-- Objective --
Edit the lines below by replacing every occurrence of "photograph" with "image" and leaving all other text unchanged. Omit the pictures from the output.

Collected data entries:
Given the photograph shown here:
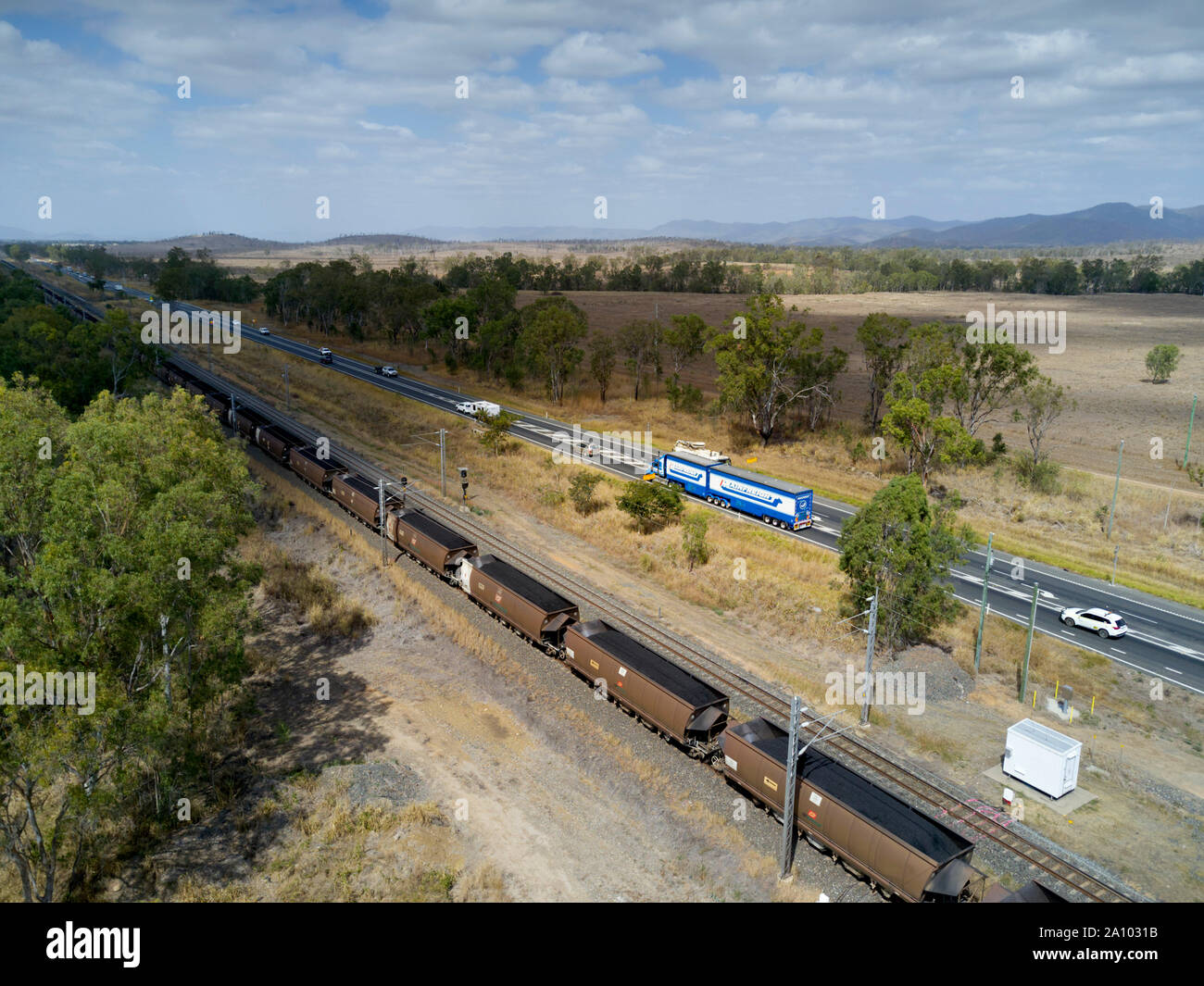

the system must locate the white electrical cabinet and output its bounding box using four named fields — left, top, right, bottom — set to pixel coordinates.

left=1003, top=718, right=1083, bottom=798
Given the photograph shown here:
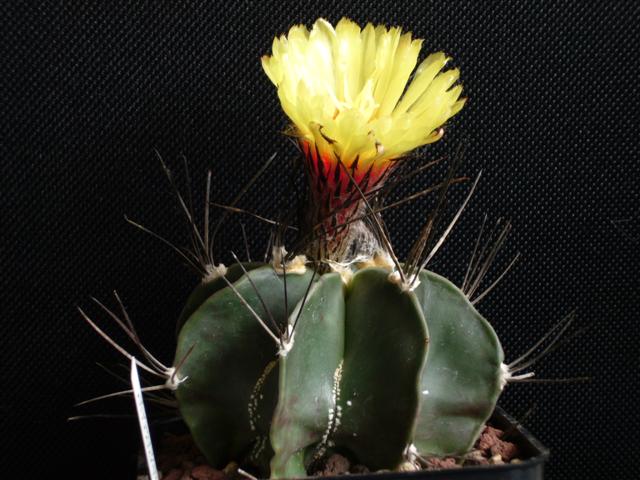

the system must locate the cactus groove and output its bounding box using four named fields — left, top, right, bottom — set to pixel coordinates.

left=175, top=264, right=503, bottom=478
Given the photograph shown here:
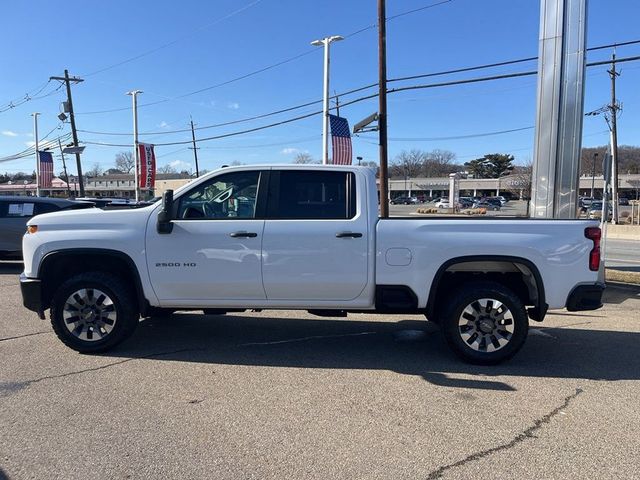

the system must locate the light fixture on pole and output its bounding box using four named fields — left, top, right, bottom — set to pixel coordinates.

-- Completed exercise --
Given the image shown here:

the system must locate the white electrical cabinet and output its bounding box using four named fields — left, top, right, bottom — set to pixel coordinates.

left=1003, top=718, right=1083, bottom=798
Given the image shown here:

the system must locate the cactus groove and output its bounding box using four named fields — left, top, right, bottom — set to pixel coordinates.

left=175, top=264, right=503, bottom=478
Given the image shown here:

the system must locate the light fixture on pole and output its bounding box using four named fields — left, top, right, bottom — set to pixel coordinates.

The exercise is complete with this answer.